Activity
Only an exact repetition of the lines from the one holding "per instance" to the end of the data is wanted, with pictures left out.

Records for the exercise
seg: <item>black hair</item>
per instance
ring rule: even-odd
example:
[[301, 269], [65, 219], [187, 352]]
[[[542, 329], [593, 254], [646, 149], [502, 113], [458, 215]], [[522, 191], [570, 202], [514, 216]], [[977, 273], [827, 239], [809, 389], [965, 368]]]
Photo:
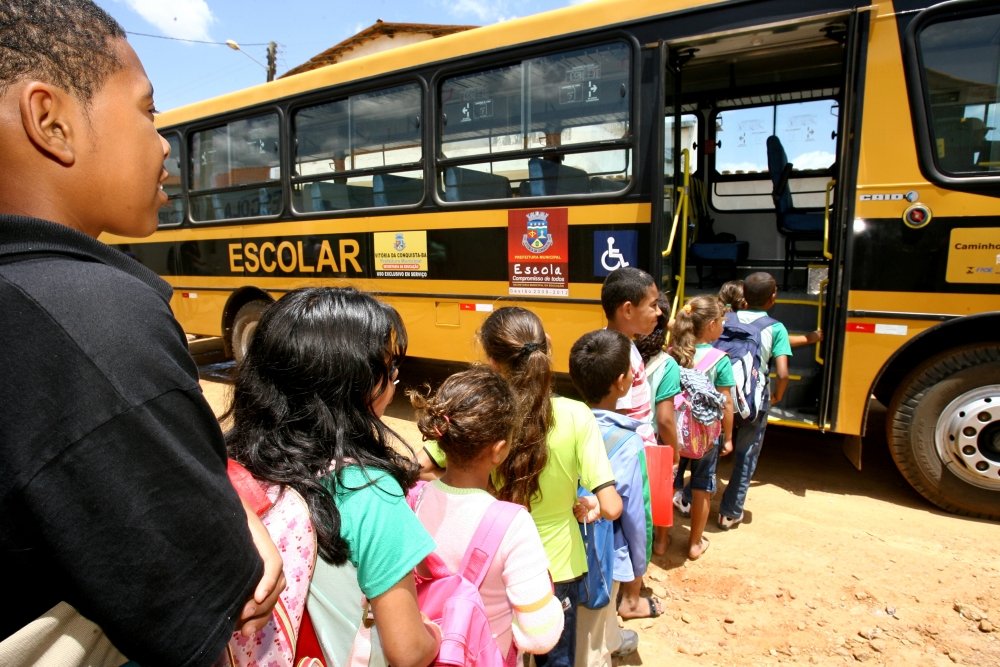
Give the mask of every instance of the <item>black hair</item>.
[[722, 283], [722, 287], [719, 288], [719, 301], [734, 313], [746, 310], [747, 302], [743, 298], [743, 281], [730, 280]]
[[448, 467], [461, 468], [501, 440], [511, 443], [517, 401], [502, 375], [472, 366], [446, 379], [438, 390], [409, 393], [424, 440], [435, 440]]
[[634, 266], [615, 269], [604, 279], [601, 286], [601, 307], [607, 318], [613, 319], [618, 308], [624, 303], [636, 306], [646, 296], [650, 285], [655, 285], [653, 276]]
[[483, 351], [510, 383], [520, 415], [510, 454], [497, 467], [497, 497], [531, 509], [538, 478], [549, 459], [552, 359], [542, 321], [518, 306], [498, 308], [479, 329]]
[[663, 352], [667, 333], [670, 331], [670, 299], [661, 293], [656, 300], [656, 306], [660, 309], [660, 314], [656, 316], [656, 326], [653, 327], [653, 331], [648, 336], [635, 339], [635, 347], [639, 350], [639, 356], [642, 357], [644, 364]]
[[76, 95], [84, 105], [124, 64], [111, 42], [125, 31], [90, 0], [0, 2], [0, 94], [34, 78]]
[[751, 273], [743, 281], [743, 300], [746, 301], [747, 308], [763, 310], [777, 288], [778, 283], [770, 273]]
[[350, 287], [309, 287], [267, 307], [236, 369], [229, 455], [302, 494], [319, 553], [335, 565], [350, 555], [333, 494], [343, 468], [383, 470], [404, 491], [417, 478], [416, 464], [390, 445], [402, 439], [372, 411], [405, 354], [394, 308]]
[[620, 331], [598, 329], [580, 336], [569, 351], [569, 377], [590, 405], [600, 403], [620, 375], [627, 375], [632, 343]]
[[725, 312], [722, 301], [712, 294], [692, 297], [677, 311], [670, 331], [669, 352], [681, 367], [694, 367], [698, 339], [705, 331], [705, 327], [722, 317]]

Written answer
per instance
ring rule: even-odd
example:
[[301, 269], [65, 219], [187, 352]]
[[[542, 329], [593, 254], [646, 149], [502, 113], [458, 215]], [[522, 191], [570, 202], [514, 216]], [[977, 273], [827, 239], [809, 389], [965, 368]]]
Photo:
Give the mask of every instance of the <item>black hair</item>.
[[722, 283], [722, 287], [719, 288], [719, 301], [734, 313], [746, 310], [747, 302], [743, 298], [743, 281], [730, 280]]
[[448, 467], [461, 468], [501, 440], [511, 443], [517, 401], [502, 375], [472, 366], [446, 379], [438, 390], [409, 393], [424, 440], [435, 440]]
[[634, 266], [615, 269], [604, 279], [601, 286], [601, 307], [607, 318], [613, 319], [618, 308], [624, 303], [636, 306], [646, 296], [650, 285], [655, 285], [653, 276]]
[[483, 351], [510, 383], [520, 415], [510, 454], [497, 467], [497, 497], [531, 509], [538, 478], [549, 459], [552, 359], [542, 321], [518, 306], [498, 308], [479, 329]]
[[663, 352], [667, 333], [670, 331], [670, 299], [661, 293], [656, 300], [656, 306], [660, 309], [660, 314], [656, 316], [656, 326], [653, 327], [653, 331], [648, 336], [635, 339], [635, 347], [639, 350], [639, 356], [642, 357], [644, 364]]
[[76, 95], [84, 105], [124, 64], [111, 42], [125, 31], [90, 0], [0, 2], [0, 94], [34, 78]]
[[751, 273], [743, 281], [743, 300], [746, 301], [747, 308], [763, 310], [777, 288], [778, 283], [770, 273]]
[[350, 287], [309, 287], [267, 307], [236, 369], [229, 455], [302, 494], [319, 553], [335, 565], [350, 555], [333, 494], [343, 468], [383, 470], [404, 491], [417, 478], [416, 464], [390, 445], [402, 439], [372, 411], [405, 354], [394, 308]]
[[620, 331], [598, 329], [580, 336], [569, 351], [569, 377], [590, 405], [600, 403], [620, 375], [627, 375], [632, 343]]
[[725, 312], [722, 301], [712, 294], [692, 297], [677, 311], [670, 331], [669, 352], [681, 367], [694, 367], [698, 339], [705, 331], [705, 327], [722, 317]]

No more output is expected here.